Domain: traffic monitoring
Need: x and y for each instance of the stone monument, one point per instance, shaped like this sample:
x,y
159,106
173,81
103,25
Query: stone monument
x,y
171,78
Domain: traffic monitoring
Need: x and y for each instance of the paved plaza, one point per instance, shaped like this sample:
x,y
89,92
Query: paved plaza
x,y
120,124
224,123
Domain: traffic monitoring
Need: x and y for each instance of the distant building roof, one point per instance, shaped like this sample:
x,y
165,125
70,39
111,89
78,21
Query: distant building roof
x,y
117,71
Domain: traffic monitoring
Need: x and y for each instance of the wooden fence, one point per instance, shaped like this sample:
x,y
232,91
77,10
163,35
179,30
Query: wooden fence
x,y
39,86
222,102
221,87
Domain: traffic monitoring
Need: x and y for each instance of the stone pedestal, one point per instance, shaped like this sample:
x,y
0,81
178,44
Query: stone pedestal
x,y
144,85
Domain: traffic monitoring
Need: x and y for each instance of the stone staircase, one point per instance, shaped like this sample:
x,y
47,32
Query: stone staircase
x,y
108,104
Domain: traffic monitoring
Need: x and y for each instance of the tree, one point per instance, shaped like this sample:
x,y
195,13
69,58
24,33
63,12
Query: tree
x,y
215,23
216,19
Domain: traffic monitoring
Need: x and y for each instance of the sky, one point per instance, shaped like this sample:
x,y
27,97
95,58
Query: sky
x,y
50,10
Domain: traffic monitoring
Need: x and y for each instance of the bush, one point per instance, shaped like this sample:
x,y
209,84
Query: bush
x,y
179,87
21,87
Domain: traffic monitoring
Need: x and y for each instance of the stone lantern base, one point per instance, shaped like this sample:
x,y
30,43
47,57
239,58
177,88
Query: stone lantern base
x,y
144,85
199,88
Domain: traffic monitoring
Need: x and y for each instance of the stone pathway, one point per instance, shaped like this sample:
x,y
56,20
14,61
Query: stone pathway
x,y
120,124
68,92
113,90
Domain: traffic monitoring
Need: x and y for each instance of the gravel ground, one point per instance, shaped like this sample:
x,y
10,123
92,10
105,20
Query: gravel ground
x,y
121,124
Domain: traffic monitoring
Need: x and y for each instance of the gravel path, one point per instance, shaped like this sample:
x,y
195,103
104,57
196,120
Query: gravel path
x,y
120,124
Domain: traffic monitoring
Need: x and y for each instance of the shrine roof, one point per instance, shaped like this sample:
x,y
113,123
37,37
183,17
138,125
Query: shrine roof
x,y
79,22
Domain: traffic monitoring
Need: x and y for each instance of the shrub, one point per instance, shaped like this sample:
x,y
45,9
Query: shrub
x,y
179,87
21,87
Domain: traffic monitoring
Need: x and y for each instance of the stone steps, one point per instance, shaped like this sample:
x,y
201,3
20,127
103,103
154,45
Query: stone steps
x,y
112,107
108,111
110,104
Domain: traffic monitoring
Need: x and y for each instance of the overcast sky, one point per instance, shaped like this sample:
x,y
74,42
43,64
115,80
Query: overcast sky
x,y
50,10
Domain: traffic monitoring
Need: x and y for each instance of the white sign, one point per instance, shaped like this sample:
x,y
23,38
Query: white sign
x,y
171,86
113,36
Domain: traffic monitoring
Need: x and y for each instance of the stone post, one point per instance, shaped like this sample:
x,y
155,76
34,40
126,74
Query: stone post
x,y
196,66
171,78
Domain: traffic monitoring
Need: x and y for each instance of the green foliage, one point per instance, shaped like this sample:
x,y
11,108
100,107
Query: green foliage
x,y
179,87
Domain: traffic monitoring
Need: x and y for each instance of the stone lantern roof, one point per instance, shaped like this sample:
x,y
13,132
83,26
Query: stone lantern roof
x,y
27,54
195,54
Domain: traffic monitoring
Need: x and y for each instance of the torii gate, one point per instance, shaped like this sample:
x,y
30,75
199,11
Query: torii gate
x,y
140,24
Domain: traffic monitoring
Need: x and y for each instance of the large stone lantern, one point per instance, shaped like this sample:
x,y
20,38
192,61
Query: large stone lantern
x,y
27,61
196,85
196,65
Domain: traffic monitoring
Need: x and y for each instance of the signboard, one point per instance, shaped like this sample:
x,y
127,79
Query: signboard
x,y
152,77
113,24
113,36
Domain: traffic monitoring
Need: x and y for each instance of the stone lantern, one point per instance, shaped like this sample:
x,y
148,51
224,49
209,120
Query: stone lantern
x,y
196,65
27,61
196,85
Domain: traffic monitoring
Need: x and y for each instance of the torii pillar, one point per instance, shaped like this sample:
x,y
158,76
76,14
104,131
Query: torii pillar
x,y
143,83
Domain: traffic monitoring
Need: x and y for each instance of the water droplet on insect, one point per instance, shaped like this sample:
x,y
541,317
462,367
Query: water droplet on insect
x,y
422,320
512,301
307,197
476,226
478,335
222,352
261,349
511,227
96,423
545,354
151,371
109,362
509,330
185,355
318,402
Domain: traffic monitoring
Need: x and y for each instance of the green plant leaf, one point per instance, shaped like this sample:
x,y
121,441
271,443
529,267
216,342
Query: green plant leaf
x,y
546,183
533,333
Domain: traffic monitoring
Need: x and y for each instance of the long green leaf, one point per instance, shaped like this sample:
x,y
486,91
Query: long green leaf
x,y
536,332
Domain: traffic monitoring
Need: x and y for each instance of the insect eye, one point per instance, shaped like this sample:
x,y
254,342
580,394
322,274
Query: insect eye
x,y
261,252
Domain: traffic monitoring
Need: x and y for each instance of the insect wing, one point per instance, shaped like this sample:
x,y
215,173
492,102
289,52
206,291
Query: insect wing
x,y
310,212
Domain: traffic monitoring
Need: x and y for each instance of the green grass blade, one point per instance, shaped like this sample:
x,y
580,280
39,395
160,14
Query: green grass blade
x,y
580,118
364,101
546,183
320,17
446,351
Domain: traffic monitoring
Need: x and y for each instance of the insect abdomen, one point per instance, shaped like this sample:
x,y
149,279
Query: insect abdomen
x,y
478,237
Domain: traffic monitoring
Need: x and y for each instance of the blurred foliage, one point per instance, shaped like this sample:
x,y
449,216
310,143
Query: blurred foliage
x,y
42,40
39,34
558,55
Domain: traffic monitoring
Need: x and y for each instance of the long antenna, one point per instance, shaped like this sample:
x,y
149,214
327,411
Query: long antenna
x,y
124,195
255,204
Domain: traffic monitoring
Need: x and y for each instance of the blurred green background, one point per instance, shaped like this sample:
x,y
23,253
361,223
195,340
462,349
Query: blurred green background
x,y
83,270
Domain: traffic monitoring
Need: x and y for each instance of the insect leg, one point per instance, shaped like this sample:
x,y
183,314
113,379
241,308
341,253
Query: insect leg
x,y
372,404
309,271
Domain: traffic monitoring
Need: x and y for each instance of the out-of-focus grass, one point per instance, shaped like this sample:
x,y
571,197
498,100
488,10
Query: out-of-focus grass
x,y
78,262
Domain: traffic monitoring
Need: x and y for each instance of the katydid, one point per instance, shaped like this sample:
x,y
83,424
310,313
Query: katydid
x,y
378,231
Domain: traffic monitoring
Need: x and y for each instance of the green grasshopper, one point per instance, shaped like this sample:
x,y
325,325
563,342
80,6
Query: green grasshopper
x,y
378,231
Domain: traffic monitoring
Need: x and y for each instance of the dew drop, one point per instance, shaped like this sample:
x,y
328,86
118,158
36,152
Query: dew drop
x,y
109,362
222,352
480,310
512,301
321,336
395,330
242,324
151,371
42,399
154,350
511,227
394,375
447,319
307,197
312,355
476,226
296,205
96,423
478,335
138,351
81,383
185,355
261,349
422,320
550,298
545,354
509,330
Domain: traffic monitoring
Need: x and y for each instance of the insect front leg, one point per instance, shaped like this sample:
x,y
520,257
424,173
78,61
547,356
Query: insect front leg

────────────────────

WHAT THE EXERCISE ASKS
Transcribe every entry word for word.

TASK RESPONSE
Domain: traffic monitoring
Need: x and y for each instance of the stone monument, one point per instance, shaped like this sample:
x,y
159,106
173,81
103,25
Query: stone monument
x,y
171,78
Domain: traffic monitoring
Need: x and y for each instance of the paved plaza, one point per instance, shaped like this sample:
x,y
89,92
Query: paved plaza
x,y
120,124
224,123
Domain: traffic monitoring
Need: x and y for each instance of the distant building roof, one point per instance, shaped like this sample:
x,y
165,125
70,39
111,89
78,21
Query: distant building roof
x,y
117,71
Domain: traffic monitoring
Need: x and y for each instance of the wooden fence, one point per instance, shaped like this sample:
x,y
232,91
77,10
163,35
179,30
Query: wooden fence
x,y
39,86
222,102
221,87
Domain: traffic monitoring
Need: x and y for each instance of the stone pedestal, one point per instance, shaped like this sample:
x,y
0,81
178,44
Query: stone pedestal
x,y
144,85
Domain: traffic monitoring
Need: x and y for each instance of the stone staircase, one point per instance, shaped like this sample:
x,y
47,32
Query: stone staircase
x,y
108,104
Domain: traffic monitoring
Need: x and y for each instance of the tree, one point per instance, shaped like this sample:
x,y
195,13
69,58
24,33
63,12
Query: tree
x,y
215,23
216,19
Domain: traffic monitoring
Need: x and y for each instance of the sky, one point per instance, shaped like this sample:
x,y
27,97
95,58
Query: sky
x,y
50,10
Domain: traffic monitoring
Need: x and y for each instance of the bush, one point per instance, shaped like this sample:
x,y
209,84
Query: bush
x,y
179,87
21,87
Domain: traffic monitoring
Need: x and y for each instance of the stone lantern base, one point per instance, shaped like this sample:
x,y
30,43
47,57
239,58
177,88
Query: stone lantern base
x,y
144,85
199,88
Domain: traffic monitoring
Need: x and y for each instance of the stone pathway, one point per instance, shaped like this sample:
x,y
56,20
14,61
Query: stone pathway
x,y
120,124
68,92
113,90
Domain: traffic monitoring
Need: x and y for each instance of the gravel ground, one point per instance, shaped like this sample:
x,y
10,123
92,10
105,20
Query: gravel ground
x,y
121,124
Domain: traffic monitoring
Need: x and y for each instance of the gravel path, one point per instance, shaped like this sample:
x,y
195,103
104,57
196,120
Query: gravel path
x,y
120,124
Domain: traffic monitoring
Need: x and y for each instance of the shrine roof, one point per instance, shaped like this sample:
x,y
113,123
37,37
183,17
138,125
Query: shrine roof
x,y
79,22
Domain: traffic monitoring
Need: x and y for each instance of the shrub, one point per instance, shaped like this sample:
x,y
45,9
Query: shrub
x,y
179,87
21,87
Domain: traffic monitoring
Need: x and y for each instance of the stone steps, one point per instance, shaped like this sample:
x,y
201,3
20,127
103,103
154,45
Query: stone steps
x,y
112,107
108,111
110,104
Domain: traffic monitoring
Need: x and y for each instance of the overcast sky, one point per instance, shaped like this sample:
x,y
74,42
43,64
115,80
Query: overcast sky
x,y
50,10
Domain: traffic monitoring
Need: x and y for each instance of the white sign, one point per instance, shaped like this sample:
x,y
23,38
Query: white sign
x,y
171,86
113,36
Domain: traffic monitoring
Need: x and y for each instance of the stone post, one point per instance, shaped like this sample:
x,y
155,76
34,40
126,74
Query: stone post
x,y
196,66
171,78
Domain: traffic monitoring
Need: x and y for each instance of the green foliage, one point per instance, shaped like this sample:
x,y
11,108
100,107
Query: green foliage
x,y
179,87
Domain: traffic monitoring
Need: x and y for each instance of the stone lantern roof, one point per instance, shaped like this sample:
x,y
13,132
83,26
Query: stone lantern roof
x,y
27,54
195,54
Domain: traffic monitoring
Need: x and y for each instance of the torii gate, one point per instance, shaped like this sample:
x,y
30,75
199,11
Query: torii gate
x,y
140,24
Domain: traffic monitoring
Need: x and y for each instance of the large stone lantern, one point per instance, shaped like this sample:
x,y
20,38
192,61
Query: large stone lantern
x,y
27,61
196,85
196,65
Domain: traffic monitoring
Need: x and y for each instance of the signboard, one point per instance, shaped like this sample:
x,y
127,79
Query: signboard
x,y
152,77
113,24
113,36
Domain: traffic monitoring
Need: x and y for each instance of the stone lantern, one point per instance, shaped like this sample:
x,y
148,51
224,49
209,120
Query: stone lantern
x,y
196,65
27,61
196,85
Domain: traffic monitoring
Need: x and y for each instance of the torii pillar, one point per instance, shaped like this sample:
x,y
158,76
76,14
104,131
Query: torii pillar
x,y
143,83
Domain: traffic monitoring
Need: x and y for each instance of the water droplet on insect, one point per instance, shaped like this sample:
x,y
541,317
462,367
Query: water droplet on insect
x,y
422,320
512,301
307,197
476,226
478,335
222,352
261,349
511,227
96,423
545,354
151,371
109,362
509,330
185,355
318,402
Domain: traffic monitoring
Need: x and y for each instance of the green plant leaf, one point per instance, shaped like this sample:
x,y
121,441
271,443
529,267
216,342
Query: green plant leaf
x,y
546,183
533,333
Domain: traffic monitoring
Need: x and y for each instance of the long green leaf, one point per instance, shaped like this sample:
x,y
486,91
Query: long green leaf
x,y
536,332
Domain: traffic monitoring
Need: x and y for each instance of the insect eye, one point per instance, shaped like this sample:
x,y
254,342
580,394
322,274
Query: insect eye
x,y
261,252
Domain: traffic monitoring
Need: x and y for each instance of the insect wing, one point per instance, shaped like this sample:
x,y
215,173
492,102
289,52
206,291
Query: insect wing
x,y
310,212
Domain: traffic monitoring
Need: x and y for each instance of the green grass blade, one point per instance, shaped like this sample:
x,y
580,280
39,395
160,14
Query: green grass blade
x,y
580,118
364,101
546,183
320,17
446,351
Domain: traffic monitoring
Need: x and y for each instance of the insect abdomen, one point per instance, shaped like this sample:
x,y
149,279
Query: insect abdomen
x,y
478,237
Domain: traffic monitoring
Need: x and y for each instance of the blurred foliage, one point per instance, shaped like this sample:
x,y
449,216
310,143
Query: blurred foliage
x,y
42,40
39,34
558,55
Domain: traffic monitoring
Need: x and y for each instance of the long antenna, one point per instance, shaped like this sample:
x,y
149,214
327,411
Query: long antenna
x,y
124,195
255,204
Domain: traffic monitoring
Need: x and y for each instance of the blurred green background, one point per instance, shaped like this sample:
x,y
23,253
361,223
195,340
462,349
Query: blurred green background
x,y
83,270
Domain: traffic monitoring
Need: x and y for each instance of the insect leg, one point per instance, shaped like this sample:
x,y
183,314
113,379
241,308
341,253
Query: insect leg
x,y
372,404
309,271
Domain: traffic monitoring
Need: x and y for each instance of the out-of-focus grass, one point per instance, shaped like this sample:
x,y
571,197
498,100
488,10
Query: out-of-focus grass
x,y
78,262
Domain: traffic monitoring
Need: x and y for each instance of the katydid, one point per instance, shaped like this sample:
x,y
83,424
310,313
Query: katydid
x,y
378,231
Domain: traffic monitoring
Need: x and y for each instance of the green grasshopper, one point per instance, shaped like this sample:
x,y
325,325
563,342
80,6
Query: green grasshopper
x,y
378,231
Domain: traffic monitoring
Need: x and y for each instance of the dew drop, one point per instance, shaped like this sample:
x,y
328,86
118,158
36,152
Query: dew drop
x,y
109,362
222,352
480,310
512,301
321,336
395,330
242,324
151,371
42,399
154,350
511,227
394,375
447,319
307,197
312,355
476,226
296,205
96,423
478,335
138,351
81,383
185,355
261,349
422,320
550,298
545,354
509,330
Domain: traffic monitoring
Need: x and y for each instance of the insect front leg, one point per instance, shaped like this sample:
x,y
520,257
424,173
78,61
547,356
Query: insect front leg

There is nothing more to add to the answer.